◆ **Tarefas propostas**:
A: Qual é o trecho do texto sobre influenciadoras que vai de "Coloco a comida" até "de suas referências.", inclusive? Reproduza-o sem nenhuma alteração.
B: Como ficaria, de forma mais curta e com os fatos principais, o parágrafo do texto sobre influenciadoras que começa com "Enquanto o marido trabalha"?
C: Responda, com base no texto sobre influenciadoras, às perguntas abaixo:
(i) Em que cidade vive Amanda Kissley?
(ii) Com qual marca de cosméticos Amanda já fechou parceria?
(iii) Quanto Mallu Campisi poderia cobrar por "publi", pela média de visualizações de seus vídeos?

◆ **Texto apresentado**:
<<<<
A Natura informou em nota enviada ao UOL que Isabelle “demonstra por meio de seu conteúdo uma realidade compartilhada por muitas mulheres”.

“Nele, a maternidade se mostra como transformadora e liberta de amarras sociais”, disse a empresa, acrescentando que a marca “foca no empoderamento feminino”.

Comida no prato do esposo

A paulista Amanda Kissley, 28, tem 25,3 mil seguidores no Instagram e tenta crescer como influenciadora no ramo.

Ela vive em Santa Bárbara d’Oeste, no interior de São Paulo, ao lado do marido Leon Silva, 31, engenheiro de software.

Amanda é formada em marketing e recursos humanos, mas seu trabalho consiste em cuidar da casa e do esposo. O casal não tem filhos.

Todos os dias, levanta às 7h30 e, após se arrumar — roupa, cabelo e maquiagem —, prepara o café da manhã de Leon.

Coloco a comida no prato dele, porque aprendi assim. Minha mãe fazia isso com o meu pai. – Amanda Kissley – Influenciadora

Enquanto o marido trabalha no escritório da casa, em regime de home office, ela aproveita para “estender uma roupa, regar as plantas, varrer folhas, passar um pano no chão, lavar um banheiro”.

No meio da tarde, interrompe as tarefas para preparar café para o marido.

“Sou uma pessoa tranquila, recatada, acredito que sempre vou me dedicar 100% ao lar”, diz Amanda, que já fechou parceria com uma marca de cosméticos, Glambox, e está “buscando novas publicidades”.

Ela também está “trabalhando” a ideia de ter filhos. Na tentativa de despertar um desejo que nunca teve, acompanha perfis de mães devotadas no Instagram.

Mallu Campisi, a capixaba que viralizou com o vídeo da rotina de domingo, é uma de suas referências.

Zero faturamento

Uma mulher defender a dedicação integral ao lar e, simultaneamente, faturar com as redes sociais pode soar contraditório para muitos.

Mallu Campisi diz que trabalhou por quatro anos dando cursos no Instagram — como receber convidados com requinte, por exemplo —, mas agora rejeita ofertas de publicidade para se dedicar à família.

O comportamento é elogiado por suas seguidoras.

Pela média de visualizações de seus vídeos — 250 mil —, ela poderia cobrar R$ 7.500 por “publi”.
>>>>
◆ **Entradas fornecidas**:
<<<<
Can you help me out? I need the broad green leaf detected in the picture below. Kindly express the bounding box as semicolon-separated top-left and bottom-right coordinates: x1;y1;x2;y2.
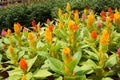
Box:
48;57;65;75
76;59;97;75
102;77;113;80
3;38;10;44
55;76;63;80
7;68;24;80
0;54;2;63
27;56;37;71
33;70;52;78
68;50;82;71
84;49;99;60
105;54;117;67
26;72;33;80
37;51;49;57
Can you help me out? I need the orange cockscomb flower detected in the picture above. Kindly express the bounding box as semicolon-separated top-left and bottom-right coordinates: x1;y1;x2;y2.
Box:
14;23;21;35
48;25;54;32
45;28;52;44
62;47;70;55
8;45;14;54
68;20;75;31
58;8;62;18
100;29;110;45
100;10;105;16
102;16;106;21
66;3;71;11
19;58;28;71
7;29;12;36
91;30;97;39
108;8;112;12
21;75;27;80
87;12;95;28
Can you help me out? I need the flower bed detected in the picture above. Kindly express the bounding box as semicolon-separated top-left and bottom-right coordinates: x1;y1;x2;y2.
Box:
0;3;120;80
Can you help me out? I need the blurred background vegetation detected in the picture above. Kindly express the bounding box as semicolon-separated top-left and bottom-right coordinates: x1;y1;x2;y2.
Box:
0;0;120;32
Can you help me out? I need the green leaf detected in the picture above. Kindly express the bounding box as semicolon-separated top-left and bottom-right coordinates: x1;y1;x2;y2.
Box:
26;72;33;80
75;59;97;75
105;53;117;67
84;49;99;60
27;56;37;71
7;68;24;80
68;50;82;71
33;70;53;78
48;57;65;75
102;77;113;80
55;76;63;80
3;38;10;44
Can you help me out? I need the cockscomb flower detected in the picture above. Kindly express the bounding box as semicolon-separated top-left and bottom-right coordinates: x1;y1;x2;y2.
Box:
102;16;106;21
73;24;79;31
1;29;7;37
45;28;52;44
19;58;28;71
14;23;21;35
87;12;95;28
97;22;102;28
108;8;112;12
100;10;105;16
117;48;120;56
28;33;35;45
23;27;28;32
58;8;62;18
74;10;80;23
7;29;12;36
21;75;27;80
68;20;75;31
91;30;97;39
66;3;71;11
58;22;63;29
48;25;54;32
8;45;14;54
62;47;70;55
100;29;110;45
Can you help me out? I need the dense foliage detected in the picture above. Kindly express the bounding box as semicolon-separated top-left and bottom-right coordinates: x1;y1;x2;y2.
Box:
>>>>
<<<<
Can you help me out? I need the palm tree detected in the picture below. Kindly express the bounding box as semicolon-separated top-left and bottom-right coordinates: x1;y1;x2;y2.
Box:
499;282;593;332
>>>>
<<<<
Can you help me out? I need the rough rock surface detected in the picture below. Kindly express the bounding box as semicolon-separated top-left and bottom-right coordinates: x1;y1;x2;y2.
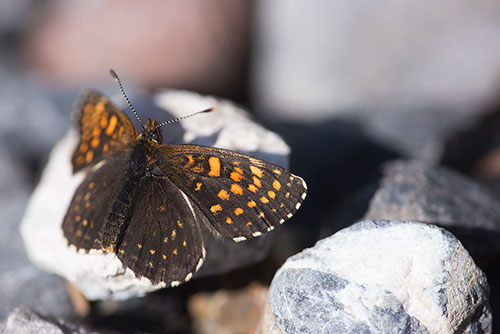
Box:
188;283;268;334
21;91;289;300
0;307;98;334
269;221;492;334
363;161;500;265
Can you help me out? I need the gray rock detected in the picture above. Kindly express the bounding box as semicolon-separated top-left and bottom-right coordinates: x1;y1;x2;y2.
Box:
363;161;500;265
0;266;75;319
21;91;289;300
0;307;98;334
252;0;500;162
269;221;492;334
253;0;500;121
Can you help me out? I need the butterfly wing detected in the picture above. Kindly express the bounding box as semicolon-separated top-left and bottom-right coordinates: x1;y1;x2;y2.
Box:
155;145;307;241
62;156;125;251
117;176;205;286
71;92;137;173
>>>>
◆ **Respostas das tarefas**:
A:
Coloco a comida no prato dele, porque aprendi assim. Minha mãe fazia isso com o meu pai. – Amanda Kissley – Influenciadora

Enquanto o marido trabalha no escritório da casa, em regime de home office, ela aproveita para “estender uma roupa, regar as plantas, varrer folhas, passar um pano no chão, lavar um banheiro”.

No meio da tarde, interrompe as tarefas para preparar café para o marido.

“Sou uma pessoa tranquila, recatada, acredito que sempre vou me dedicar 100% ao lar”, diz Amanda, que já fechou parceria com uma marca de cosméticos, Glambox, e está “buscando novas publicidades”.

Ela também está “trabalhando” a ideia de ter filhos. Na tentativa de despertar um desejo que nunca teve, acompanha perfis de mães devotadas no Instagram.

Mallu Campisi, a capixaba que viralizou com o vídeo da rotina de domingo, é uma de suas referências.

B: Com o marido em home office no escritório de casa, Amanda estende roupa, rega as plantas, varre folhas, passa pano no chão e lava banheiro.

C:
(i) Em Santa Bárbara d'Oeste, no interior de São Paulo.
(ii) Com a Glambox.
(iii) R$ 7.500.